begin Quoted passage

Gertie wrote: ↑May 30th, 2018, 9:21 amConsul wrote:What do you think is "the right toolkit for the job" if not the one of natural science? The pseudo- or unscientific one of a so-called "supernatural science" or "spiritual science" perhaps?
I should have said current science. And the reasons to doubt its suitability for the job are obvious. It's the study of public/objective/quantifiable stuff, not private/subjective/qualiative experience. Science has no place for experiential states in the standard model of what the world is made of and how it works, and it doesn't predict its existence or emergence from physical processes.
Experiential states don't have to be scientifically predictable in order to be scientifically explainable.
Epistemological emergentism, which defines emergent properties as unpredictable ones, is compatible with ontological reductionism.
Searle distinguishes between
epistemological objectivity/subjectivity and
ontological objectivity/subjectivity. Yes, experiences are O-subjective in the sense that for them to be is for them to be experienced by a subject from its first-person, egocentric perspective. Searle has argued that a non-eliminative ontological reduction of O-subjective experiences to O-objective neural processes is impossible. But what he has overlooked is that there's nothing contradictory about saying, as materialist reductionists do, that O-subjective experiences are non-eliminatively/conservatively reducible to O-objective neurological/physical entities
in the sense that the former are composed of or constituted by entities of the latter kind. Subjective experiences may well be composed of neurological/physical elements none of which is subjective, such that neuroscience has access to (experiential complexes of) them from its third-person perspective.

end Quoted passage

**Exercise 1:**
The post on experience and reductionism names a view that defines emergent properties as unpredictable ones. Which view is it?
**Exercise 2:**
Carry on the post on experience and reductionism from its final sentence.

begin Entries shown

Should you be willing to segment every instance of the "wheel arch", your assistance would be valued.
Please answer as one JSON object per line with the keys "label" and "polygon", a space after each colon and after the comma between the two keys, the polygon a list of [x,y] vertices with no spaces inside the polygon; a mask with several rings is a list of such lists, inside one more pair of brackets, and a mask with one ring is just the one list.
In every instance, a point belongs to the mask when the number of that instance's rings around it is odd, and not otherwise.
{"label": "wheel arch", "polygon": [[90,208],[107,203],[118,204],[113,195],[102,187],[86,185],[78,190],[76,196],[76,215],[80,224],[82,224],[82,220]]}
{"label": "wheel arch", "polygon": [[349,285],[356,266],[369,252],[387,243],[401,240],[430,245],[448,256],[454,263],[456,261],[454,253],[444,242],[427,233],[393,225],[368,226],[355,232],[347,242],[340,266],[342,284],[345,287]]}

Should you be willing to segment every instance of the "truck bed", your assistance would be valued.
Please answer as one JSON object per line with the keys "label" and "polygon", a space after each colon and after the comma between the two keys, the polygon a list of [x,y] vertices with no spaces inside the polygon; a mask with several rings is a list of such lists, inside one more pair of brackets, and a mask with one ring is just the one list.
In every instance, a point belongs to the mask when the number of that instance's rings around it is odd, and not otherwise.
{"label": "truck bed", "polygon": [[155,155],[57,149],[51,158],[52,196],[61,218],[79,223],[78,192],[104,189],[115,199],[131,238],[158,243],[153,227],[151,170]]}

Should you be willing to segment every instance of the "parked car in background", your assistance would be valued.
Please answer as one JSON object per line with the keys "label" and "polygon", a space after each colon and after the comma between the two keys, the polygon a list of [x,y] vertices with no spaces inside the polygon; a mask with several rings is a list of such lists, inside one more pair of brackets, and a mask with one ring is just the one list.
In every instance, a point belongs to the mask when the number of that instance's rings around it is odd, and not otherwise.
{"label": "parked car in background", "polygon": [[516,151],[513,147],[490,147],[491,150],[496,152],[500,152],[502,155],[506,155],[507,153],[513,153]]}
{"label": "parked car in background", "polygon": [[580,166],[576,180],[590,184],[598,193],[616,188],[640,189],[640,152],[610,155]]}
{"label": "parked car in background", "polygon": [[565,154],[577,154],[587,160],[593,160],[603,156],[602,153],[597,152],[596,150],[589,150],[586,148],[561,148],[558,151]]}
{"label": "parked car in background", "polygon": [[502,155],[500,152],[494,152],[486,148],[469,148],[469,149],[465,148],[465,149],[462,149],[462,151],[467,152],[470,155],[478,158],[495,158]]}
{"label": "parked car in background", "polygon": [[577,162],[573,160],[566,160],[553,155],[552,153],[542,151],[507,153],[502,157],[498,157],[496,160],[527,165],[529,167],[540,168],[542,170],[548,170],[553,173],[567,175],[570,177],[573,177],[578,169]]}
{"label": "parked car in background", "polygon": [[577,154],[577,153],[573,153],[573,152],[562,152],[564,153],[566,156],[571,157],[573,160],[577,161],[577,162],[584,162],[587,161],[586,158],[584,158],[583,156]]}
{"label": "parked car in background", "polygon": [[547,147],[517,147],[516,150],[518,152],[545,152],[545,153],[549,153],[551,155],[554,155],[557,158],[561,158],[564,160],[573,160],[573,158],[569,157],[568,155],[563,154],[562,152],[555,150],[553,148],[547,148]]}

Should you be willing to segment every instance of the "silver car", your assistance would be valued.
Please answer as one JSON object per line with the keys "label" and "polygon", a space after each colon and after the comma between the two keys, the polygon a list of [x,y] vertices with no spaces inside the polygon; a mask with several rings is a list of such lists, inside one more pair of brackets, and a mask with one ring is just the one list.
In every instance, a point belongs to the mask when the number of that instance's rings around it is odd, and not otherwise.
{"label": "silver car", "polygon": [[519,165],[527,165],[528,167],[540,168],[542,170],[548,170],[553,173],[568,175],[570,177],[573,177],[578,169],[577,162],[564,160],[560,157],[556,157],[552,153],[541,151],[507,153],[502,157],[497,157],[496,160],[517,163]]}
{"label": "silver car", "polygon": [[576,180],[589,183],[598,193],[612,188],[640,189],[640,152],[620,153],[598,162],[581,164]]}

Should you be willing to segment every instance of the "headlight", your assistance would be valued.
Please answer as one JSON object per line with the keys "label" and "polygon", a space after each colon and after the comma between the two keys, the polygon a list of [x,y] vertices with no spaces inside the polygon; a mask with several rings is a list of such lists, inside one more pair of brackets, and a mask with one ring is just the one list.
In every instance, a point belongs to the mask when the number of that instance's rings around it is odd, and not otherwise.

end Entries shown

**Expected answer 1:**
Epistemological emergentism.

**Expected answer 2:**
Gertie wrote: ↑May 30th, 2018, 9:21 amAll that suggests current science is missing something key, and it might be because experiential states are fundamental, and shouldn't be expected to be predicted as manifesting in physical processes, through some mechanistic emergent method.
What current neuroscience lacks is the requisite neuroimaging technology which would reveal all the microscopic, molecular details regarding the structure and functioning of supercomplex neural networks in the brain that need to be known for a neuroscientific explanation of consciousness.
"Certainly, we can make progress in NCC research, but we should also bear in mind that the results of the research do not amount to the literal discovery of consciousness. None of the data we get from the current research instruments can reveal a level of organization in the brain that would somehow correspond to our phenomenology, and we should not even expect them to find any such thing. The correlations we have detected are not sufficient for the construction of a multilevel model of consciousness, because the phenomena that constitute the sources of the signals (e.g., blood oxygenation levels, single-cell firing rates) detected by our best currently available research instruments are rather distant from the phenomenal level. Still, even the currently available signals might contain correlative information revealing when the phenomenal level is 'on' and when it is 'off' (say the difference between the conscious vs. unconscious state during anesthesia), or when a conspicuous change occurs in its global content (say during binocular rivalry). But this information, though very exciting in itself, is still hopelessly indirect and coarse for the purpose of building a detailed theoretical model.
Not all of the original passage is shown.